Entries provided |
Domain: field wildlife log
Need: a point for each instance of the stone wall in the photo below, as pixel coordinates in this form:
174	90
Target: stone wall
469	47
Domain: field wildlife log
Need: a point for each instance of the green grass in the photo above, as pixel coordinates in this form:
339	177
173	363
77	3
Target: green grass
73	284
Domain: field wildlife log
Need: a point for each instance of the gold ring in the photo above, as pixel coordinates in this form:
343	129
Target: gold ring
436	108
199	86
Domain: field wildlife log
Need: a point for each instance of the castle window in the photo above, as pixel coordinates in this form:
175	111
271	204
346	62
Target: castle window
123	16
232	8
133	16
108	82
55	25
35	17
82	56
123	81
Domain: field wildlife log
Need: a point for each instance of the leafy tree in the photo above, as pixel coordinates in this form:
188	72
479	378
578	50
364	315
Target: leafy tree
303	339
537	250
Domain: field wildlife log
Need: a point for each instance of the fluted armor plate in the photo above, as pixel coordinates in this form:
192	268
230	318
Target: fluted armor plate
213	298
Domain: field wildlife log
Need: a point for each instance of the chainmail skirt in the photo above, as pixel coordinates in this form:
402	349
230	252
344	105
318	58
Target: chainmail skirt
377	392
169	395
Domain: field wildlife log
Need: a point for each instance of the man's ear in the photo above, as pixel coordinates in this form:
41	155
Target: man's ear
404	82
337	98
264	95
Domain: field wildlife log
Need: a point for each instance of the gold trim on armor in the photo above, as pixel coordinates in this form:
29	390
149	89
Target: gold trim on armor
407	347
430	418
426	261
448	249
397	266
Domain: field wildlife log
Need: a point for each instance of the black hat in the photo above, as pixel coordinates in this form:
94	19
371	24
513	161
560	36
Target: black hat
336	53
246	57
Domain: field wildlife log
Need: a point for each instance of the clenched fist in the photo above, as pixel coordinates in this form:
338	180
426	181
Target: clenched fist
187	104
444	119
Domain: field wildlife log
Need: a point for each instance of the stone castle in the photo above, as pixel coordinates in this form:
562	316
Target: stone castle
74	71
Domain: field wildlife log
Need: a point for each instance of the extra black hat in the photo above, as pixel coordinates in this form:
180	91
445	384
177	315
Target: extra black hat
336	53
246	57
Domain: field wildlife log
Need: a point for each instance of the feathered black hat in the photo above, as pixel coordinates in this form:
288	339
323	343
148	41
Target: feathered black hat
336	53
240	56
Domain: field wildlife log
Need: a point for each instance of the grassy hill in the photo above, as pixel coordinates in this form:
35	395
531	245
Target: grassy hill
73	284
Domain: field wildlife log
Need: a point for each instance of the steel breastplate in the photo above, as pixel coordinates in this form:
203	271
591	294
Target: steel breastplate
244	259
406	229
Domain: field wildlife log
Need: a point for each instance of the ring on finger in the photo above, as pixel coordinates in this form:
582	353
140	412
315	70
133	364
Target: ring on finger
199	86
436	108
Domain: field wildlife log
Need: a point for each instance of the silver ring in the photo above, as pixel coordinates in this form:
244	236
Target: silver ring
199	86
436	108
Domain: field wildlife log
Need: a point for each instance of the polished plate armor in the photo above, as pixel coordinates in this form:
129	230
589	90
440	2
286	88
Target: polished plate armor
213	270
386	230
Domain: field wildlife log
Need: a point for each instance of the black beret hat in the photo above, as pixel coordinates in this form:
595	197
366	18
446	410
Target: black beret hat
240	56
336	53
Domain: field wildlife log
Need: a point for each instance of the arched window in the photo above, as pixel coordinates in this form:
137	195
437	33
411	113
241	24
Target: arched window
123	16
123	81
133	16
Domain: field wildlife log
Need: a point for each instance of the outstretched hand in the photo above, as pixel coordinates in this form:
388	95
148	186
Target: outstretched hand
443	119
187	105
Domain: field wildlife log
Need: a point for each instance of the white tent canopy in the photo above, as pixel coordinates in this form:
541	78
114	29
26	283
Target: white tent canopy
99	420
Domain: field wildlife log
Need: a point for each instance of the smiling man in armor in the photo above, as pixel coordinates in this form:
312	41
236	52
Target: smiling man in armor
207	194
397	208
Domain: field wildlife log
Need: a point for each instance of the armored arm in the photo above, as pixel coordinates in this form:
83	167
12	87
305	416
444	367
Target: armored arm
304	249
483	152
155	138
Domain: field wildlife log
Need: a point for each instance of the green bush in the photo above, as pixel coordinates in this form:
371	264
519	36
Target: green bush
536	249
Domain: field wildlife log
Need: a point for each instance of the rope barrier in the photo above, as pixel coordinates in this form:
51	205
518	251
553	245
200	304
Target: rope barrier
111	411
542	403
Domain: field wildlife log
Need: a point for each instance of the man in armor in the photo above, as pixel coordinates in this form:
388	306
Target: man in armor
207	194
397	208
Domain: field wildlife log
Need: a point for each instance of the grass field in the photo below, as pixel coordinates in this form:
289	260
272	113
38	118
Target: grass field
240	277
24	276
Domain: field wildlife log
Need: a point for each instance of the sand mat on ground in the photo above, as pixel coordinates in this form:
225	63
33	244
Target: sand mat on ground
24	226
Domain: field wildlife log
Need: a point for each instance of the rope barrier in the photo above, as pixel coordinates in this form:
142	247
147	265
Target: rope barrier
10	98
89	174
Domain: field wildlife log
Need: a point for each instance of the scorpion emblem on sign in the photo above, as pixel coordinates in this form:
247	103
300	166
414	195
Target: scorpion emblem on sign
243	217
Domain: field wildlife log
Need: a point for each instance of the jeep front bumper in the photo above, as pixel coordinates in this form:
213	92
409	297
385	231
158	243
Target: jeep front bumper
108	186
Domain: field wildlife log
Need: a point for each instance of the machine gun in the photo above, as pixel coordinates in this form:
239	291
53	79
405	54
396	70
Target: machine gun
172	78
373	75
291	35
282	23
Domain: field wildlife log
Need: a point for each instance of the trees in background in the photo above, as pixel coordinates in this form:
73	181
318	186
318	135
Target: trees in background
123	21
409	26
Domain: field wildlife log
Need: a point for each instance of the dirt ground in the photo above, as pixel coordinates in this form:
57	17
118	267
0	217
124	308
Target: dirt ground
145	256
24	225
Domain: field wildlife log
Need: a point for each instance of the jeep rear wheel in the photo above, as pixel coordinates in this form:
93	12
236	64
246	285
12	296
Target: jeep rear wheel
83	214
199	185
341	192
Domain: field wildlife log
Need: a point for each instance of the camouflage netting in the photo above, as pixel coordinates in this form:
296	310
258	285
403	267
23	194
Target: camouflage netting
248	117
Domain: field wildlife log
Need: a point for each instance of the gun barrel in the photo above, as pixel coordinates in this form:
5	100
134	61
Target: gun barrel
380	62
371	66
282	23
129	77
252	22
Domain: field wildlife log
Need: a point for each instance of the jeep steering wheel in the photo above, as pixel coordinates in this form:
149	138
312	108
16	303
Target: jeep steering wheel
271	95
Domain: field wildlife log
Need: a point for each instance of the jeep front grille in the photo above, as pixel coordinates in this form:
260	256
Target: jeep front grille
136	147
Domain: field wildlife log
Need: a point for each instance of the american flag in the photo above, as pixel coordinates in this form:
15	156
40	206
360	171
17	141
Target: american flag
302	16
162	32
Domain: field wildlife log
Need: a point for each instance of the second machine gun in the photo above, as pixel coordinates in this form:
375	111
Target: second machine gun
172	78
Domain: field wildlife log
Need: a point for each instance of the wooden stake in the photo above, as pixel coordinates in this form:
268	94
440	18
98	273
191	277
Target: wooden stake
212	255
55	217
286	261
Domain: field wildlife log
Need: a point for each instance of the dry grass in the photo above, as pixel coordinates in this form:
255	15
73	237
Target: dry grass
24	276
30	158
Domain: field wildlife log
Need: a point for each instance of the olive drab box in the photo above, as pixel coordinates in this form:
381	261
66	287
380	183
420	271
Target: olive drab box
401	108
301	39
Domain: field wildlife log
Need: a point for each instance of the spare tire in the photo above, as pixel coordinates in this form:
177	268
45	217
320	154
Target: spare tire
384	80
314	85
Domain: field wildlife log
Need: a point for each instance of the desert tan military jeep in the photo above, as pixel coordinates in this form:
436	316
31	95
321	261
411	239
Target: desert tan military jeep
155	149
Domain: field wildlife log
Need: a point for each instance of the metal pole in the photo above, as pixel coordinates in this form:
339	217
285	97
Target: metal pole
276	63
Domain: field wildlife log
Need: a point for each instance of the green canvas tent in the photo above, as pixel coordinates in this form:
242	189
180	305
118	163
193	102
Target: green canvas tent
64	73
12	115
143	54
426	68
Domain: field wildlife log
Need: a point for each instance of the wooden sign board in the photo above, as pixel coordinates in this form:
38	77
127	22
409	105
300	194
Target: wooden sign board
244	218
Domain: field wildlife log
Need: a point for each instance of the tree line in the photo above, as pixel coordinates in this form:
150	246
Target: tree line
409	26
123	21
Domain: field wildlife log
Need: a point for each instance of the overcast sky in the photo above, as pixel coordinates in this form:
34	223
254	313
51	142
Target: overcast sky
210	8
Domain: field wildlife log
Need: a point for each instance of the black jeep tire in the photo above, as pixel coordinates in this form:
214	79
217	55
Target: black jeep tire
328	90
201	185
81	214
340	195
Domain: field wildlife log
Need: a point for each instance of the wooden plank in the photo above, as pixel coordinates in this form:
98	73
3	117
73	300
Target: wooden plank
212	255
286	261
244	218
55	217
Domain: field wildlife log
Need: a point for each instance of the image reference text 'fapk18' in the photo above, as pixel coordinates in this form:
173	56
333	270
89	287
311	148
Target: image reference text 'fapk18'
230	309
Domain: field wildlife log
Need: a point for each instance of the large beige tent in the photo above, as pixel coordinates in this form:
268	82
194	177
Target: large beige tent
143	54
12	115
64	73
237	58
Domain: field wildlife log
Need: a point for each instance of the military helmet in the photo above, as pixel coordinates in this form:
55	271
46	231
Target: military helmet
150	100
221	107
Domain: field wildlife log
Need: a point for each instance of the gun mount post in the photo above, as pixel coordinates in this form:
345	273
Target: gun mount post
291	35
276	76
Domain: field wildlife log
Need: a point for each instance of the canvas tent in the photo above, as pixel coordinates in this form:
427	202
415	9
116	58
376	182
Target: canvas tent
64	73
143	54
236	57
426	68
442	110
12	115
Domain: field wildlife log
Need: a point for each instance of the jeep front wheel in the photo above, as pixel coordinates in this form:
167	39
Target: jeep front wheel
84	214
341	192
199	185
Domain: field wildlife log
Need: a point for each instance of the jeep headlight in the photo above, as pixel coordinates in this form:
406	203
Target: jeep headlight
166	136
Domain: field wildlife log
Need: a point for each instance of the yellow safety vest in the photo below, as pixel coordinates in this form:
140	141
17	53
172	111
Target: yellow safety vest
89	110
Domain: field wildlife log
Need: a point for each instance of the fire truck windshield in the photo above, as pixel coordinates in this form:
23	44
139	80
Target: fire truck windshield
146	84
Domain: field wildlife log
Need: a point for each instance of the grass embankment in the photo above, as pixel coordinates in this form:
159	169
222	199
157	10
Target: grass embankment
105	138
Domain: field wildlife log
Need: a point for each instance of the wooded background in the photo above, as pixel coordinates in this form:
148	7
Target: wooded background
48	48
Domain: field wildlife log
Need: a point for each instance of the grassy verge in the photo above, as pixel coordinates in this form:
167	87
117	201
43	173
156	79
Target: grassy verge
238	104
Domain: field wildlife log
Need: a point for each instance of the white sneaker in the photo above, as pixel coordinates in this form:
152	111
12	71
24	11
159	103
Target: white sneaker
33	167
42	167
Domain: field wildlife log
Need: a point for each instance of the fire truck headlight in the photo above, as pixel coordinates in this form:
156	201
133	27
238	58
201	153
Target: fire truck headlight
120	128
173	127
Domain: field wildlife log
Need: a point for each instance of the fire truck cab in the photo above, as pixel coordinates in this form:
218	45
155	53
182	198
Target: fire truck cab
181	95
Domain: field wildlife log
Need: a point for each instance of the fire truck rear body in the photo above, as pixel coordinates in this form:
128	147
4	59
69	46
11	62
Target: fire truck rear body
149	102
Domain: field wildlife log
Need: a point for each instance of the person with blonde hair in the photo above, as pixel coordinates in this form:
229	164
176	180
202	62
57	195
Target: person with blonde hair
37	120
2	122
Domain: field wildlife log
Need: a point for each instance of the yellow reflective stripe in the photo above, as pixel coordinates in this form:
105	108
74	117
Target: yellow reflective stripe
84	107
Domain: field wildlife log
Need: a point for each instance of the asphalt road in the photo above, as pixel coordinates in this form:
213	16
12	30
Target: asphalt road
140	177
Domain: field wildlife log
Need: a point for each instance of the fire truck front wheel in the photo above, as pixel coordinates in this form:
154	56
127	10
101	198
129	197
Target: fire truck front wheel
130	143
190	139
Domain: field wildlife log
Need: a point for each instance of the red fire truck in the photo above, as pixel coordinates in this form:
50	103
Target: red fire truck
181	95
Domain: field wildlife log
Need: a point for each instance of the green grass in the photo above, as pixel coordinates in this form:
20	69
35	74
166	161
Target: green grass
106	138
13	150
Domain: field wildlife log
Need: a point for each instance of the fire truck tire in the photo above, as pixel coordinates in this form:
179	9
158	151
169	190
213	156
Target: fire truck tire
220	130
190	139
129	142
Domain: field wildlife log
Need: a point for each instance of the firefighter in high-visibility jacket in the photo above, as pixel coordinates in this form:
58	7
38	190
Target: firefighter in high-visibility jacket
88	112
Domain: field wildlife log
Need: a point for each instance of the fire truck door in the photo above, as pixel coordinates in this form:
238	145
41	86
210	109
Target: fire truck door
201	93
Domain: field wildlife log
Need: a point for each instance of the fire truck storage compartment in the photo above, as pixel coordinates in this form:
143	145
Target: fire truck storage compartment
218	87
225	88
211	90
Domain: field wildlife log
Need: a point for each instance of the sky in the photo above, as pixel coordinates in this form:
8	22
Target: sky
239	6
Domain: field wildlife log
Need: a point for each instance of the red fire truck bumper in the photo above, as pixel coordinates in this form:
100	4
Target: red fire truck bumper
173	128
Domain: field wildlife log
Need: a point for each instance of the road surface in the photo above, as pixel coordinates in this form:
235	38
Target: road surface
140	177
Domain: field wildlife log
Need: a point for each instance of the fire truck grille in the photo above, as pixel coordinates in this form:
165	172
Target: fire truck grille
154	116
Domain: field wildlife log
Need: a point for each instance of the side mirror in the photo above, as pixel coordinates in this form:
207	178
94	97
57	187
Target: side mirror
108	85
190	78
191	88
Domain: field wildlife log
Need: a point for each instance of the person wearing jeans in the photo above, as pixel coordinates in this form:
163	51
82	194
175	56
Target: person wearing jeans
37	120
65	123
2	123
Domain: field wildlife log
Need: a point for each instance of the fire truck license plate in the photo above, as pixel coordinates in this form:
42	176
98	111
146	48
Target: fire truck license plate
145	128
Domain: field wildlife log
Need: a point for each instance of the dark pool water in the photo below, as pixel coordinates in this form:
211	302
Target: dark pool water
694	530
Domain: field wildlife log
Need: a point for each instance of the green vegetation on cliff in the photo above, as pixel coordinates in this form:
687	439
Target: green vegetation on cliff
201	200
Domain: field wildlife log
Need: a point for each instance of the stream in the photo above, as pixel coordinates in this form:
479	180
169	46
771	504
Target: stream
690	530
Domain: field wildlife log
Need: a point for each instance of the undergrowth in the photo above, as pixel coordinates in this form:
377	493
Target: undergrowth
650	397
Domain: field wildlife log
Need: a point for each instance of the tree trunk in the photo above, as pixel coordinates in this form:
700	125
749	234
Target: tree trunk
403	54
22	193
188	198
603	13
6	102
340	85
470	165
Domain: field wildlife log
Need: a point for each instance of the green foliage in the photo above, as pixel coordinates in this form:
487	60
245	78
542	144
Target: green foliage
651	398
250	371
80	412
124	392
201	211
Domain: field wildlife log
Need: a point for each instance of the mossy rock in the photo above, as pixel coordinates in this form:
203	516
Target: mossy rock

What you have to do |
Please print, exactly and with nothing else, the lines from the first line of the entries through the line containing "Need: a point for each instance of the gold ring".

Answer to this problem |
Domain: field wildlife log
Need: a point for each instance of the stone wall in the photo below, as pixel coordinates in this form:
174	90
Target: stone wall
469	47
Domain: field wildlife log
Need: a point for each instance of the green grass in the photo above, as pixel coordinates in this form:
339	177
173	363
77	3
Target: green grass
73	284
Domain: field wildlife log
Need: a point for each instance of the gold ring in the photo above, as pixel coordinates in this form:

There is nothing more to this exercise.